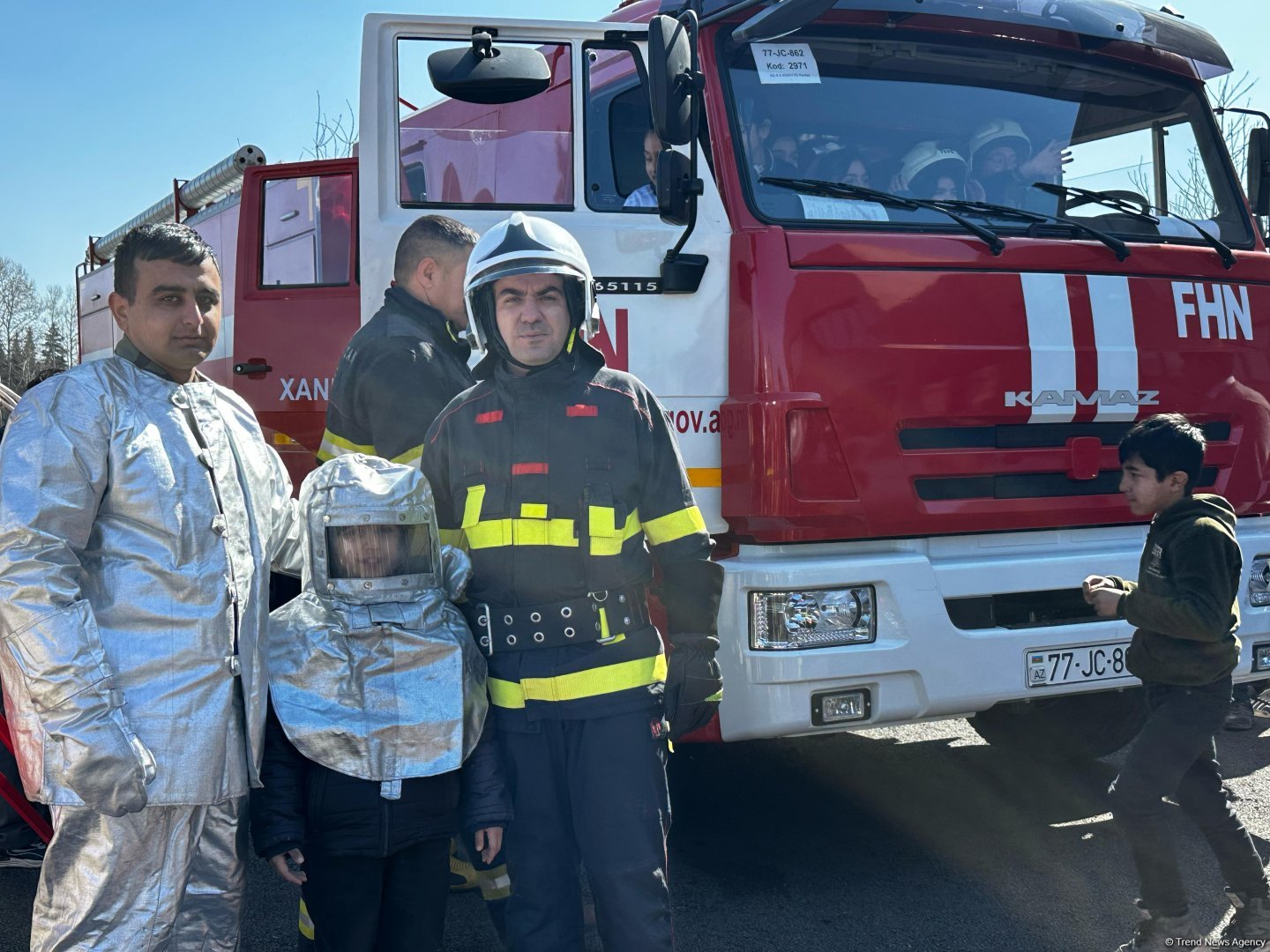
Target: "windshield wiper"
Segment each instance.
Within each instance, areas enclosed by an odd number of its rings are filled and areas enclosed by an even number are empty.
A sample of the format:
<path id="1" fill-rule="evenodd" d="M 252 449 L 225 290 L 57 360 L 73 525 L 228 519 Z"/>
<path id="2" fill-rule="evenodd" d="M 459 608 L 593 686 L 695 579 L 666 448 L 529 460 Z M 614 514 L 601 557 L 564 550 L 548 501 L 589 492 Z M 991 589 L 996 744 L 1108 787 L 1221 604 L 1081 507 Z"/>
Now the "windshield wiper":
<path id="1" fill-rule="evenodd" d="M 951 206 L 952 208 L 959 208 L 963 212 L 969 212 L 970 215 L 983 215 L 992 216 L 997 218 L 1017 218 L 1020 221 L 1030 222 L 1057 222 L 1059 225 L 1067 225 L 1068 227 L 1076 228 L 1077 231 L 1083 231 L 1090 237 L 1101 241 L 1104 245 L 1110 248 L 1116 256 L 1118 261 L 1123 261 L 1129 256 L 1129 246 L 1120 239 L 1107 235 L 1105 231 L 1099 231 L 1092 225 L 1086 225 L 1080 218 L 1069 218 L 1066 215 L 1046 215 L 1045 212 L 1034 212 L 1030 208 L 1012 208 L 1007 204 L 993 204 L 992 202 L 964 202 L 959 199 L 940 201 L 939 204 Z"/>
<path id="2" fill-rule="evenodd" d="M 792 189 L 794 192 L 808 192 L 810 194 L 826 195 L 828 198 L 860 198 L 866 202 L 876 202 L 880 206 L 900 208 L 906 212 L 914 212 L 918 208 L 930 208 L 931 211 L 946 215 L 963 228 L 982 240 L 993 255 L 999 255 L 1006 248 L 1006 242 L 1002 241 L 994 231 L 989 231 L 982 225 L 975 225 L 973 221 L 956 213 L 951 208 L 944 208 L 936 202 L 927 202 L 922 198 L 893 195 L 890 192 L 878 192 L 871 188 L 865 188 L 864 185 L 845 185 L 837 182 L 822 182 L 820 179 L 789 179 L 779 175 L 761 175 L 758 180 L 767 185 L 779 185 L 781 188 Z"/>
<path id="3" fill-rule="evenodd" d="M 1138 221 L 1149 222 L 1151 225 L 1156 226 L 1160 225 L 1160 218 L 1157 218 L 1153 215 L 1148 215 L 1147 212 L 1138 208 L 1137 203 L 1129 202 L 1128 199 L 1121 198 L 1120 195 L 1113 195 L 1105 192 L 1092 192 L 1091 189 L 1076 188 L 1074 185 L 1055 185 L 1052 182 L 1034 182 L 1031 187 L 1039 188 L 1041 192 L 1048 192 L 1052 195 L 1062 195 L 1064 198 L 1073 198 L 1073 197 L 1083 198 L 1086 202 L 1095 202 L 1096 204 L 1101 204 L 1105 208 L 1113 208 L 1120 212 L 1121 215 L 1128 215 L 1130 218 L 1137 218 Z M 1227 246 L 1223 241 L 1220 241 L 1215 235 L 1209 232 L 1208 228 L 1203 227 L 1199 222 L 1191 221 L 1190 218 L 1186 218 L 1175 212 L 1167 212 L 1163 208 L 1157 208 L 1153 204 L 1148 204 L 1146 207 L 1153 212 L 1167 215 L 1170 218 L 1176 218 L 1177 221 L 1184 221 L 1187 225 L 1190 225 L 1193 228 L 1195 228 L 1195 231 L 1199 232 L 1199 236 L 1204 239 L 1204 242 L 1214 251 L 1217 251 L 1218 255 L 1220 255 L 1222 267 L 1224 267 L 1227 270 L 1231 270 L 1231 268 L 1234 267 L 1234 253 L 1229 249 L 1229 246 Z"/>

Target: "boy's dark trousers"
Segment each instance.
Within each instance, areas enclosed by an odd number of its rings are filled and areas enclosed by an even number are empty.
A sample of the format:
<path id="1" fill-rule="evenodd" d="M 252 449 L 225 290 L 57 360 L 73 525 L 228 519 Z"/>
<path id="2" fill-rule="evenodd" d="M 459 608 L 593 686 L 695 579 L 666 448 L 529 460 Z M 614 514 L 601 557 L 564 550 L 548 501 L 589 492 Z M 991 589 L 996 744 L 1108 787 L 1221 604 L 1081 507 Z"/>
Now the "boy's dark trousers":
**********
[PROMPT]:
Write out the items from their start up to and including the line containing "792 189 L 794", leaving out the pictures.

[WRITTEN SOLUTION]:
Target: "windshield wiper"
Segment each instance.
Within each instance, areas enclosed by an odd number of its rings are filled and areas enclosed by an even number are empty.
A sample of the format:
<path id="1" fill-rule="evenodd" d="M 252 449 L 225 290 L 57 360 L 73 525 L 228 519 Z"/>
<path id="2" fill-rule="evenodd" d="M 459 608 L 593 686 L 695 579 L 666 448 L 529 460 Z M 614 514 L 601 557 L 564 550 L 548 501 L 589 492 Z M 991 589 L 996 744 L 1108 787 L 1221 604 L 1081 507 Z"/>
Now the "windshield wiper":
<path id="1" fill-rule="evenodd" d="M 951 206 L 952 208 L 959 208 L 963 212 L 969 212 L 970 215 L 983 215 L 992 216 L 997 218 L 1017 218 L 1020 221 L 1030 222 L 1057 222 L 1059 225 L 1067 225 L 1068 227 L 1076 228 L 1077 231 L 1083 231 L 1090 237 L 1101 241 L 1104 245 L 1110 248 L 1116 256 L 1118 261 L 1123 261 L 1129 256 L 1129 246 L 1120 239 L 1107 235 L 1105 231 L 1099 231 L 1092 225 L 1086 225 L 1080 218 L 1069 218 L 1066 215 L 1046 215 L 1045 212 L 1034 212 L 1030 208 L 1012 208 L 1007 204 L 993 204 L 992 202 L 964 202 L 959 199 L 940 201 L 939 204 Z"/>
<path id="2" fill-rule="evenodd" d="M 792 189 L 794 192 L 808 192 L 810 194 L 826 195 L 828 198 L 860 198 L 866 202 L 876 202 L 880 206 L 900 208 L 906 212 L 914 212 L 918 208 L 930 208 L 931 211 L 946 215 L 963 228 L 982 240 L 993 255 L 999 255 L 1006 248 L 1006 242 L 1002 241 L 994 231 L 989 231 L 982 225 L 975 225 L 973 221 L 956 213 L 951 208 L 944 208 L 936 202 L 927 202 L 922 198 L 893 195 L 890 192 L 878 192 L 871 188 L 865 188 L 864 185 L 845 185 L 837 182 L 822 182 L 820 179 L 789 179 L 779 175 L 761 175 L 758 180 L 767 185 L 779 185 L 781 188 Z"/>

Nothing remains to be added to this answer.